### Recorded information ###
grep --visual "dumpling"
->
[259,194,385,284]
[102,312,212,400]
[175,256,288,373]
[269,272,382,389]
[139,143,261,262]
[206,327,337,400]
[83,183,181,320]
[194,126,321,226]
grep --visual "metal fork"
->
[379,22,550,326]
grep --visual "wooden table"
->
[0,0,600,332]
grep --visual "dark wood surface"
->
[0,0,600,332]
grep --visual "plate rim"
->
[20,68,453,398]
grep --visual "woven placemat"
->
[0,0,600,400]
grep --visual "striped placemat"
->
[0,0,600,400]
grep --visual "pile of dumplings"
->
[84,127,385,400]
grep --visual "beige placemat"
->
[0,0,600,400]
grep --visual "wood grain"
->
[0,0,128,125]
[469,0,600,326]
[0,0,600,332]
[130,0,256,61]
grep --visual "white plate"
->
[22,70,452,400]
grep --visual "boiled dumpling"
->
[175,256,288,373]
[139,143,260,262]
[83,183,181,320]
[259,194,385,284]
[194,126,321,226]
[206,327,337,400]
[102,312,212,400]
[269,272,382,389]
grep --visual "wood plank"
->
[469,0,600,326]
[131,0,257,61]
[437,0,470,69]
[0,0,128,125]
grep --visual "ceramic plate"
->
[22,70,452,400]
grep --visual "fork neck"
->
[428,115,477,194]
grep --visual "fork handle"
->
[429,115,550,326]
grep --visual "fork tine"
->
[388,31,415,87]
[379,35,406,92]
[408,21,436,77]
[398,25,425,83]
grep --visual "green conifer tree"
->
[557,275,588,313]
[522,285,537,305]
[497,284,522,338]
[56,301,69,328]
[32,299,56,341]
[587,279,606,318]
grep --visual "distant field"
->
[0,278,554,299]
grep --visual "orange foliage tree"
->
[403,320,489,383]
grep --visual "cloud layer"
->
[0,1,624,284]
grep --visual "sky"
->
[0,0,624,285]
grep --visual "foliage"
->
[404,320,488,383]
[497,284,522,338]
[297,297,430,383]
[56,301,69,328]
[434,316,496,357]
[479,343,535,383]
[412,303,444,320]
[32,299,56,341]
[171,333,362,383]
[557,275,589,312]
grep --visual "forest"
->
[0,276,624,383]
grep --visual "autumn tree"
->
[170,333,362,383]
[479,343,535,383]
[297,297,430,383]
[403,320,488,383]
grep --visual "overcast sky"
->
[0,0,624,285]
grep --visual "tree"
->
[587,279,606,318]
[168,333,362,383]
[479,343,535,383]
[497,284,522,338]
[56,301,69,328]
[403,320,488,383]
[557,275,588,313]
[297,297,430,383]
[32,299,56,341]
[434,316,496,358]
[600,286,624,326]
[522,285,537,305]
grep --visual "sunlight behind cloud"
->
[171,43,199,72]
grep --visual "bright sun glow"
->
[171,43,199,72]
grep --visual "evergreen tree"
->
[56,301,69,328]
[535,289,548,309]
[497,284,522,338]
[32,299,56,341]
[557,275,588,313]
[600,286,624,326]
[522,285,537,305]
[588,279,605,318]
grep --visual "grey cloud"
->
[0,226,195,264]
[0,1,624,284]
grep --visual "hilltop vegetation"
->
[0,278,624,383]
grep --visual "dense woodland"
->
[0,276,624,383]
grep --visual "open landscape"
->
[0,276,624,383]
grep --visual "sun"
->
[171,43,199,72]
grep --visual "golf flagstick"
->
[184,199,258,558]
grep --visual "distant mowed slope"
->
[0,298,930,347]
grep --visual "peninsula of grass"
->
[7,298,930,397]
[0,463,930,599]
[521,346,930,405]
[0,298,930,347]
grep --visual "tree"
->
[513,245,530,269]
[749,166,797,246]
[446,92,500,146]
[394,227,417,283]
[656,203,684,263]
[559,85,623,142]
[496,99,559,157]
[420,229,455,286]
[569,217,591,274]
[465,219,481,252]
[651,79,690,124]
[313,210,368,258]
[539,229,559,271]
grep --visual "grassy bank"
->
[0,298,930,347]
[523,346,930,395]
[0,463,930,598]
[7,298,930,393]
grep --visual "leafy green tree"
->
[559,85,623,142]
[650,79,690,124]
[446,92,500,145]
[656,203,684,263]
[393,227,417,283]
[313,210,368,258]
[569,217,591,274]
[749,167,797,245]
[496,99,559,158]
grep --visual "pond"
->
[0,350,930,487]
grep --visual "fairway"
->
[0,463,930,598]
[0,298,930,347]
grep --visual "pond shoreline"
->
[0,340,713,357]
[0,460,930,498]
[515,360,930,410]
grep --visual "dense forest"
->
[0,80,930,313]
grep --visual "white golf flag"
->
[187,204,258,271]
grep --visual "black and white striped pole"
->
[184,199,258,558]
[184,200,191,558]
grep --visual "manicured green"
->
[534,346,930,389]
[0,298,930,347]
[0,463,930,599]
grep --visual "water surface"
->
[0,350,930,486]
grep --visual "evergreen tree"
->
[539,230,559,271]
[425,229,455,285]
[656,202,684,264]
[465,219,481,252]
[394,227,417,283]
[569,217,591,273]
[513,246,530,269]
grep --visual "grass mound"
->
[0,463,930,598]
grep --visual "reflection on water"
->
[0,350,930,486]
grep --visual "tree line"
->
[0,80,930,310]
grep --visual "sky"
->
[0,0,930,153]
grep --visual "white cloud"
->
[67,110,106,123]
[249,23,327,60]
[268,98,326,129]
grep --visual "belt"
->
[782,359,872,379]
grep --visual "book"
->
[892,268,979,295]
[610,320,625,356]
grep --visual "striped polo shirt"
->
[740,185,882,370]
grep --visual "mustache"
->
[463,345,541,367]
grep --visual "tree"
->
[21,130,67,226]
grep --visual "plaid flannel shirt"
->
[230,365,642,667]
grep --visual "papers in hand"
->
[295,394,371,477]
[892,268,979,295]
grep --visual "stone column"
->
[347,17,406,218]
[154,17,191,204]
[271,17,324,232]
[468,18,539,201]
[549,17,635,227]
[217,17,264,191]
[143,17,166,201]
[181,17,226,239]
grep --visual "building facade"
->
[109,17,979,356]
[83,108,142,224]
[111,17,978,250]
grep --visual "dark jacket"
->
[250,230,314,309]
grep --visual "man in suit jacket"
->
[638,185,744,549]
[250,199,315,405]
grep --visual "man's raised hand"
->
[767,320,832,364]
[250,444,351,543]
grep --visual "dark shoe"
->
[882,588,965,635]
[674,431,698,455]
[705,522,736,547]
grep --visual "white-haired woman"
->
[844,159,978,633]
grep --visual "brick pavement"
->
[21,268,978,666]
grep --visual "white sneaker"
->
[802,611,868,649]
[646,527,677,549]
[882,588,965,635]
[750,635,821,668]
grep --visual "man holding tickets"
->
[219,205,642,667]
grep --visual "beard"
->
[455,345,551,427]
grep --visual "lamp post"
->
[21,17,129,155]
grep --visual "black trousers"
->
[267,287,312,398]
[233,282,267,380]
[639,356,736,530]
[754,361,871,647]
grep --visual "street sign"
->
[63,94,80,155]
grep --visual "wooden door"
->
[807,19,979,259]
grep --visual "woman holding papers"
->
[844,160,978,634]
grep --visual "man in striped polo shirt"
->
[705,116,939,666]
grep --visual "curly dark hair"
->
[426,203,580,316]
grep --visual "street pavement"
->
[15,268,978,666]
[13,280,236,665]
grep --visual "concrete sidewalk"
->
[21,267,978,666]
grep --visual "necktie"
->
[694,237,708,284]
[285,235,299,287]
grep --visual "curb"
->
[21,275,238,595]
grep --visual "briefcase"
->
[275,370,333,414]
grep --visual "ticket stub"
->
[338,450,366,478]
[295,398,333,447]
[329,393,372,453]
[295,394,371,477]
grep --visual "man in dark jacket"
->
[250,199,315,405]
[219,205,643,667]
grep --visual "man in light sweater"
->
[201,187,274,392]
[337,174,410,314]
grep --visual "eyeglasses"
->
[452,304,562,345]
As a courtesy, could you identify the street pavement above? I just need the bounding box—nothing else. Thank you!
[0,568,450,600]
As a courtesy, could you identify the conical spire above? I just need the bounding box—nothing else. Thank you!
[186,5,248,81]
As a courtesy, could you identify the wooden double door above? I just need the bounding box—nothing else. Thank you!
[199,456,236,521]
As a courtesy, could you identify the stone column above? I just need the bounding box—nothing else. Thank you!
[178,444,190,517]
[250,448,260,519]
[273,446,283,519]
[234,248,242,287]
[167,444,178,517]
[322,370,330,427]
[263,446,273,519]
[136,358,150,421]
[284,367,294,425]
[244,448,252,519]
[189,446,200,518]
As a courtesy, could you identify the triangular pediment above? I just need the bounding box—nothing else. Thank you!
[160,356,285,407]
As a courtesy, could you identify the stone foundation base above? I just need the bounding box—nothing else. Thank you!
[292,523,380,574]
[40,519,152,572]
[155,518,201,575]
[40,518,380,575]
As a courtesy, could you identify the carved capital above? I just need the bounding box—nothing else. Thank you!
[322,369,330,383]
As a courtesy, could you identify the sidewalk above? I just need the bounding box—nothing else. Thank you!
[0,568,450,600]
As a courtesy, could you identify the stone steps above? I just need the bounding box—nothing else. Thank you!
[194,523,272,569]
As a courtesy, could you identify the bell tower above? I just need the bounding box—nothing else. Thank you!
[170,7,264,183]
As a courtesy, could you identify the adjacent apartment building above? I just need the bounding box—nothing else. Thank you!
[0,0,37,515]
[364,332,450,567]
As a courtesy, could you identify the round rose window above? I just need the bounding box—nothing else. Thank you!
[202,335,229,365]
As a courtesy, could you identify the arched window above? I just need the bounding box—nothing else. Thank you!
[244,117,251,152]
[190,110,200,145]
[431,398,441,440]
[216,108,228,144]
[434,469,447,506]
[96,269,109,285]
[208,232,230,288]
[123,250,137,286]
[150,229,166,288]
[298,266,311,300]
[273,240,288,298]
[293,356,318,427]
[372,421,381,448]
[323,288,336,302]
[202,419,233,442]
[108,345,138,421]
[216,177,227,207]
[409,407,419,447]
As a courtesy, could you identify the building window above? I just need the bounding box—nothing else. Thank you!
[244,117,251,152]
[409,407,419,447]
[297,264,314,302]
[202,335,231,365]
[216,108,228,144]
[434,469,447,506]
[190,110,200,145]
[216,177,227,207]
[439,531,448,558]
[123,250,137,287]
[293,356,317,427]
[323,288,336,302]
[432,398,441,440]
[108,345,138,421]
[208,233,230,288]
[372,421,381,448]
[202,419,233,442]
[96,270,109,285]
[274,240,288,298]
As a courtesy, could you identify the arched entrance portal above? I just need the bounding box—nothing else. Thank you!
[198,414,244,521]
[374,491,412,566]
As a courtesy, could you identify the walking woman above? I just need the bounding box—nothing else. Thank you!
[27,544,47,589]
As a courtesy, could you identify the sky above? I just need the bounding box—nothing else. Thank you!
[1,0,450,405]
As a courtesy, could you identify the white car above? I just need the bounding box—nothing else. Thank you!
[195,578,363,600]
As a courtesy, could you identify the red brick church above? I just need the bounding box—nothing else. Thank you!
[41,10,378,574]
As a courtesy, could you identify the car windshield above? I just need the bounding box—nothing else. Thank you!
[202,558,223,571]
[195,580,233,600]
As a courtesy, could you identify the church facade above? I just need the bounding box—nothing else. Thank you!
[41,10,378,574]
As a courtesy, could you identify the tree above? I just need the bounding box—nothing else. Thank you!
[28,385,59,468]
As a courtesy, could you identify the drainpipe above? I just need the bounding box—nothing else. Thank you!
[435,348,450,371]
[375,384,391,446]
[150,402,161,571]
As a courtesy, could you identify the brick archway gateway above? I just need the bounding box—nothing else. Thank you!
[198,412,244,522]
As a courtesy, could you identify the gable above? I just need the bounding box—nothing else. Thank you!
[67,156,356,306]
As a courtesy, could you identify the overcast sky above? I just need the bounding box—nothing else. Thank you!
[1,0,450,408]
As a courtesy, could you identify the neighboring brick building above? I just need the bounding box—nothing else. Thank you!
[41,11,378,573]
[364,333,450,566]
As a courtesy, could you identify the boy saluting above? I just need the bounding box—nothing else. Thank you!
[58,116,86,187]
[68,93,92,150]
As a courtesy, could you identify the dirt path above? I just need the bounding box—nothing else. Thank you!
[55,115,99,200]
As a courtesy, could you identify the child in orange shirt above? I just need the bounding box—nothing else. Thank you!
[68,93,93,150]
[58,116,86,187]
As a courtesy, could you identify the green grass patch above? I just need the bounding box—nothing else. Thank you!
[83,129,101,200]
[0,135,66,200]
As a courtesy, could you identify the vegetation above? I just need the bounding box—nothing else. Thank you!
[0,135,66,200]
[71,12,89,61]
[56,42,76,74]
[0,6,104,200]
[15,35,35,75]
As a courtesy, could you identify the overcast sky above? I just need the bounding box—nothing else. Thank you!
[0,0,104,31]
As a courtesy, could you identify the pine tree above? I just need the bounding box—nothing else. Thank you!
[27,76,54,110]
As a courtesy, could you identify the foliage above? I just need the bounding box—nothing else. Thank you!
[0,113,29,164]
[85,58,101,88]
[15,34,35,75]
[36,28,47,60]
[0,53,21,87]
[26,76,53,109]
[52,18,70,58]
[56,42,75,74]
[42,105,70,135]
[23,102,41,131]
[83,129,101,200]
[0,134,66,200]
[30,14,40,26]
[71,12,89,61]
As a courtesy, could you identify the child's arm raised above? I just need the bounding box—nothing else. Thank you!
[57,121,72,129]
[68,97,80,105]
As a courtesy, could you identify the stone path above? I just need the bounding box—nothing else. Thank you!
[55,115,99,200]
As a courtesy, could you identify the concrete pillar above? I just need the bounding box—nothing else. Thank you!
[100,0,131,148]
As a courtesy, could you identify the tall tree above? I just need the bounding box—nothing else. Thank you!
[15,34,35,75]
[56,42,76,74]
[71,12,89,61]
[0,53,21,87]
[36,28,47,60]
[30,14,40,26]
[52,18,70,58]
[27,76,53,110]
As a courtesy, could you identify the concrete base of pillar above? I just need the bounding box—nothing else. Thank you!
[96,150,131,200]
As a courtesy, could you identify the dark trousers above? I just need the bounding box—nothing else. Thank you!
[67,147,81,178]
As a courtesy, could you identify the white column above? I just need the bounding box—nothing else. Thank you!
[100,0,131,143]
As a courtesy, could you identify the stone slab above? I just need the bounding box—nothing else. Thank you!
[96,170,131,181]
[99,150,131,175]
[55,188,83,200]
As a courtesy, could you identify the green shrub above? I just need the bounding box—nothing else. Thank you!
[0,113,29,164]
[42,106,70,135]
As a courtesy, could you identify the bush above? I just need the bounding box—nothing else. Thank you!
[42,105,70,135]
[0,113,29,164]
###
**What to produce:** Format the entries from the line with "As a courtesy, could you identify the sidewalk" through the line with "[374,491,412,566]" as a JSON list of strings, one string per line, with blank lines dropped. Include only those lines.

**The output:**
[
  "As a courtesy, could you identify the sidewalk above? I just need the bounding box—nothing else. Thank you!",
  "[0,568,450,600]",
  "As a courtesy, could you identify the stone steps above? I just need the bounding box—nothing else. Thank you!",
  "[194,523,272,569]",
  "As a courtesy, could you identify the bell tower above? I just need the bounding box—nothing else. Thank you!",
  "[170,7,264,183]",
  "As a courtesy, could you identify the adjacent apartment building above? I just need the bounding box—nothing else. Thank you!",
  "[0,0,37,515]",
  "[364,332,450,567]",
  "As a courtesy, could you identify the round rose window above? I just need the bounding box—nothing else. Thank you!",
  "[202,335,229,365]",
  "As a courtesy, could you identify the arched window above? I just need the bounding box—nothing else. Thank you!",
  "[244,117,251,152]",
  "[190,110,200,145]",
  "[431,398,441,440]",
  "[216,108,228,144]",
  "[434,469,447,506]",
  "[96,269,109,285]",
  "[208,232,230,288]",
  "[123,250,137,286]",
  "[150,229,166,288]",
  "[298,266,311,300]",
  "[273,240,288,298]",
  "[293,356,318,427]",
  "[372,421,381,448]",
  "[323,288,336,302]",
  "[202,419,233,442]",
  "[108,345,138,421]",
  "[216,177,227,207]",
  "[409,407,419,447]",
  "As a courtesy, could you identify the building window above? I just need the bounding box—nothing else. Thank you!",
  "[244,117,251,152]",
  "[409,407,419,447]",
  "[297,264,314,302]",
  "[202,335,231,365]",
  "[216,108,228,144]",
  "[434,469,447,506]",
  "[190,110,200,145]",
  "[216,177,227,207]",
  "[439,531,448,558]",
  "[123,250,137,287]",
  "[293,356,317,427]",
  "[323,288,336,302]",
  "[432,398,441,440]",
  "[108,345,138,421]",
  "[208,233,230,288]",
  "[372,421,381,448]",
  "[202,419,233,442]",
  "[96,270,109,285]",
  "[274,240,288,298]",
  "As a courtesy, could you identify the arched entrance portal above? I just need the bounding box—nothing else. Thank you!",
  "[198,414,244,521]",
  "[374,491,412,566]"
]